** START Supplied records **

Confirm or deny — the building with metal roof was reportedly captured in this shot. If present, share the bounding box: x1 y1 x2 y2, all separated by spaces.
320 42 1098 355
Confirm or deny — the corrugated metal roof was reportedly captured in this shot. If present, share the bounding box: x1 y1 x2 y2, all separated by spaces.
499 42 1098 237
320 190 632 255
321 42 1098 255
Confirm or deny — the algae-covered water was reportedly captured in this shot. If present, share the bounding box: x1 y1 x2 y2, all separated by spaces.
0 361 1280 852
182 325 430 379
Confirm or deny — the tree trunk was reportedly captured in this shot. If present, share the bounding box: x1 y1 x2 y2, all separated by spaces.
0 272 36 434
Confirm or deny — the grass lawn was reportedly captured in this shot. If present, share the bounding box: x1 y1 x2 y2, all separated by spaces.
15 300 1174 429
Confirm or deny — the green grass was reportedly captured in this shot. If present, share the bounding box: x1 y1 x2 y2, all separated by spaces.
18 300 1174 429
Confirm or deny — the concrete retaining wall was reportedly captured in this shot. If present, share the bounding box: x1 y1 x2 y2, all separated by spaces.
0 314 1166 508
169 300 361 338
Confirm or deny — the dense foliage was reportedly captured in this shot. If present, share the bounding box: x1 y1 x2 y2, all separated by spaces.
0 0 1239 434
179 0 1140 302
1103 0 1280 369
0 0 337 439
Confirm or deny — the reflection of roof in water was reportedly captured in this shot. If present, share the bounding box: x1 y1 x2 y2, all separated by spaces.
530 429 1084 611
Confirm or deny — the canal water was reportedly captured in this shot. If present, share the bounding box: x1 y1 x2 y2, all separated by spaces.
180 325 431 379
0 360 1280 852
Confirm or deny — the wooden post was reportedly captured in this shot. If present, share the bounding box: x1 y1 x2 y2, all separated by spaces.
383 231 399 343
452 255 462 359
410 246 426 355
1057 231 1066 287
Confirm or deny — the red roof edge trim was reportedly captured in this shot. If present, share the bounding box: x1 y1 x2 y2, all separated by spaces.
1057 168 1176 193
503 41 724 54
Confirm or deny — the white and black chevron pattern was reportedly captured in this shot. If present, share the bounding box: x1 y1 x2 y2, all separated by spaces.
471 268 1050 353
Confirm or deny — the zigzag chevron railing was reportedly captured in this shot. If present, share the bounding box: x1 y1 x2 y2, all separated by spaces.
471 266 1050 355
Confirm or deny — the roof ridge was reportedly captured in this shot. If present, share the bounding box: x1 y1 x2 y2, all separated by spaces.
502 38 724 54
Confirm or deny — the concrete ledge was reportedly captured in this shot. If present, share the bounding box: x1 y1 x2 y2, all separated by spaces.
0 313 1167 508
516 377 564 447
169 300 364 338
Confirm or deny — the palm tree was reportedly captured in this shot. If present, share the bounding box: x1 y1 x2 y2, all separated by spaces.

** END Supplied records **

* The exercise:
Echo the lines above word for word.

* Answer to the exercise:
Confirm or deny — the building with metal roof was reportedly captured in this shot. If present, share the bounding box: x1 y1 x2 y2, all separated by spaces.
320 42 1098 355
Confirm or deny — the corrugated metal roof was reportedly captured in this shot. If present, share the bounding box: x1 y1 x2 y2, all separated by spaces.
499 42 1098 237
320 190 632 255
321 42 1098 255
Confirm or deny — the algae-covered water was reportedly captured in this shot. If present, share the bounding box: x1 y1 x2 y2, all separated by spaces.
0 361 1280 852
182 325 430 379
Confirm or deny — the tree trunk was reportedly captured in this shot. If present, share the bounding box: x1 y1 x2 y2, all separated by spaces.
0 272 36 434
Confirm or deny — the grass lawn was reportedly captured in this shot. If present, share the bounding box: x1 y1 x2 y2, all separated by spaces.
15 300 1174 429
Confirm or deny — the green grass was reportedly captured in this shot. If present, share the bounding box: x1 y1 x2 y2, all separated by spaces.
18 300 1174 429
Confirm or deny — the concrete retaining wall was reportedly captured in this shot. If present, share the bounding box: x1 y1 x2 y2, all separated by spaces.
0 314 1166 508
169 300 361 338
Confirm or deny — the dense foliage was reportedly captured in this shot. If present, share the bounding box: x1 y1 x2 y2, all separated by spaces.
0 0 1239 434
179 0 1140 302
1103 0 1280 369
0 0 337 439
Confirm or deny — the reflection of roof in water was reportedly captured in this shot. If present, share the bounding box: x1 y1 x2 y2, all separated by spaces.
530 429 1084 611
Confirm or deny — the canal water was reportedly captured in this shot. If present, share the bounding box: x1 y1 x2 y2, all separated by spaces.
180 325 431 379
0 360 1280 852
Confirm or deny — the wooden post was reportedly captured in this shot. If present, share the bounding box: x1 y1 x2 y2, all separated by spaces.
383 231 399 343
452 255 462 359
410 246 426 355
1057 231 1066 287
Confirm or deny — the red roof edge trim was reportedly captured in this shot. If present, share the bounding box: x1 y1 x2 y2, all separated by spaces.
1057 168 1176 193
503 41 724 54
Confirm or deny — the white and black chevron pattern was reportedly captured in this shot. If present, share the bounding box: x1 y1 x2 y2, all separated by spaces.
471 268 1050 353
Confirm or deny — the zigzag chevron railing was reportedly captured in this shot. If present, share the bounding box: x1 y1 x2 y2, all separated by spaces.
471 266 1050 355
Confirm or deny — the roof ridge was reportedly captured in this shot. If present, share the bounding box: x1 y1 x2 y2, all separated by spaces.
502 38 724 54
Confirm or deny — the concrete ledge was reportedly captured in this shot. If present, share the bounding box: x1 y1 x2 y2, all separated by spaces.
0 313 1167 508
516 377 564 447
169 300 364 338
Confirm or deny — the palm tree was reportedly captured in this shot. If present, share the bounding box: x1 y1 x2 y2, all separated by spaces.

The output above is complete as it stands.